__Exercise task__:
Can you format all of the material below as a two-column CSV with the columns "query" and "boxes", one row per request? Put the request text in "query" and its answer in "boxes", wrap each field in quotes, replace any line breaks with spaces, and leave the pictures out.

--- start ---

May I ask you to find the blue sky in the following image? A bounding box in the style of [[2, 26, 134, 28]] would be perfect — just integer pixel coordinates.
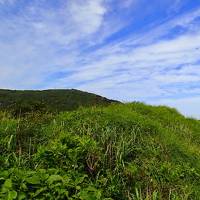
[[0, 0, 200, 118]]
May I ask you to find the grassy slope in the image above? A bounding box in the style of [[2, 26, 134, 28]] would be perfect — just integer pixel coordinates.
[[0, 103, 200, 200]]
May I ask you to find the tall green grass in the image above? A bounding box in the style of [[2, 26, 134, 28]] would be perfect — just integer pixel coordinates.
[[0, 103, 200, 200]]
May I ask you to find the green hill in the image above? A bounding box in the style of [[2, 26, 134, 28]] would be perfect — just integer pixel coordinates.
[[0, 98, 200, 200], [0, 89, 115, 115]]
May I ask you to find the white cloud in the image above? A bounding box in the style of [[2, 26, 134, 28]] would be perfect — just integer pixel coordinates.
[[0, 0, 200, 117]]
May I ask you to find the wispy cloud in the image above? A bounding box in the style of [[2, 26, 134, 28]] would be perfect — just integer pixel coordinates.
[[0, 0, 200, 117]]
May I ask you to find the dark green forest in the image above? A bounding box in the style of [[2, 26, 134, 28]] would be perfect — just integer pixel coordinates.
[[0, 90, 200, 200]]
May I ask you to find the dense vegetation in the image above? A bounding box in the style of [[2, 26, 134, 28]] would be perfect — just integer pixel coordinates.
[[0, 99, 200, 200], [0, 89, 115, 116]]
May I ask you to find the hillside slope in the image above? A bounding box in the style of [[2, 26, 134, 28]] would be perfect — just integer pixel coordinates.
[[0, 103, 200, 200], [0, 89, 115, 114]]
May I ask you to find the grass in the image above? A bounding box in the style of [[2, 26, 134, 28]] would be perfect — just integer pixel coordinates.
[[0, 102, 200, 200]]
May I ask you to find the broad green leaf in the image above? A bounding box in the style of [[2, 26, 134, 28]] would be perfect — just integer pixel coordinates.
[[3, 179, 12, 189], [47, 175, 63, 184], [26, 175, 40, 185], [8, 191, 17, 200]]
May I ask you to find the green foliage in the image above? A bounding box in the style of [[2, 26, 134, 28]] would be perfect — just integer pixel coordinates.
[[0, 103, 200, 200], [0, 89, 116, 117]]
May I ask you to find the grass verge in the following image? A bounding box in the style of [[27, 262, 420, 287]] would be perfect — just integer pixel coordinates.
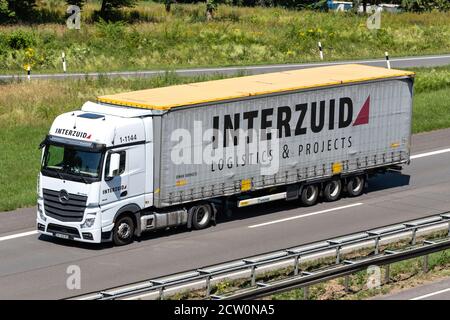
[[0, 1, 450, 73], [0, 66, 450, 211]]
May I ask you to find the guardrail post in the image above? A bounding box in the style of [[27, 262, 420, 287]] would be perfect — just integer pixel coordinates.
[[384, 264, 391, 284], [159, 286, 164, 300], [294, 255, 300, 276], [206, 275, 211, 298], [336, 246, 341, 264], [345, 275, 350, 292], [251, 265, 256, 287], [411, 228, 417, 246], [375, 236, 380, 254], [423, 254, 428, 273]]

--- end ---

__Answer to the problem__:
query,boxes
"May I ask you to find the blue sky in the following image? A bounding box in the style of [[2, 26, 134, 28]] would be perfect — just integer pixel coordinates.","[[0, 0, 200, 118]]"
"May I ask you to find the grassy slope in the image above? A bounding box in the style of [[2, 26, 134, 28]] would be perfect — just integer pixel coordinates.","[[0, 103, 200, 200]]"
"May I ask you to find the tall green grass in the image above? A bounding box in the style of [[2, 26, 134, 28]] would be perfect — just integer pixel coordinates.","[[0, 103, 200, 200]]"
"May I ask you to find the green hill in the image above? A bounding box in the style of [[2, 26, 134, 28]] would be perfect — just integer pixel coordinates.","[[0, 98, 200, 200], [0, 89, 115, 115]]"
"May I ask you to find the white cloud in the image above? A bounding box in the style of [[2, 26, 134, 28]] would be perfect — just integer pixel coordinates.","[[0, 0, 200, 117]]"
"May I ask you to find the wispy cloud in the image above? A bounding box in the style of [[2, 26, 134, 28]] would be perfect — just integer pixel coordinates.","[[0, 0, 200, 117]]"
"May I ask you to find the dark green forest in the image above? A bounding box in the style of [[2, 26, 134, 28]] would be perfect — just integer pixel coordinates.","[[0, 90, 200, 200]]"
"May I ask you to find the dense vegetation in the image above? A bounding box in the style of [[2, 26, 134, 28]] would be perfect — just integer pixel coordinates.","[[0, 99, 200, 200], [0, 89, 115, 116]]"
"May I ask you to find the hillside slope in the image above? A bounding box in the style of [[2, 26, 134, 28]] would be perfect — just integer pixel coordinates.","[[0, 103, 200, 200], [0, 89, 115, 114]]"
"May I ask you to find the grass in the image above? A bounding box in the style of [[2, 26, 134, 28]] would be perfect — just integer pixel coordinates.","[[0, 102, 200, 200]]"
"May I ask you to find the broad green leaf in the image above? A bounding box in the style of [[2, 26, 134, 28]] would be perfect — just integer pixel coordinates.","[[3, 179, 12, 189], [47, 175, 63, 184], [26, 175, 40, 185], [8, 191, 17, 200]]"
"May I ask you to find the green foliage in the image above? A bounding box in the style of [[2, 26, 134, 28]] would be perfect — just integer pixel coordinates.","[[0, 103, 200, 200], [0, 89, 116, 117]]"
"May I ask you to find the grass verge in the following image? A bounding box in the style of [[27, 262, 420, 287]] would be perfect — just integer pixel coordinates.","[[0, 1, 450, 73], [0, 66, 450, 211]]"
"May I ask you to find the guardrail post in the image above? A bounding box in the style of [[27, 262, 420, 287]] would be perfect — just integer pixel coordinates.","[[384, 264, 391, 284], [159, 286, 164, 300], [294, 255, 300, 276], [206, 275, 211, 298], [336, 246, 341, 264], [345, 275, 350, 292], [251, 265, 256, 287], [411, 228, 417, 246], [375, 236, 380, 254], [423, 254, 428, 273]]"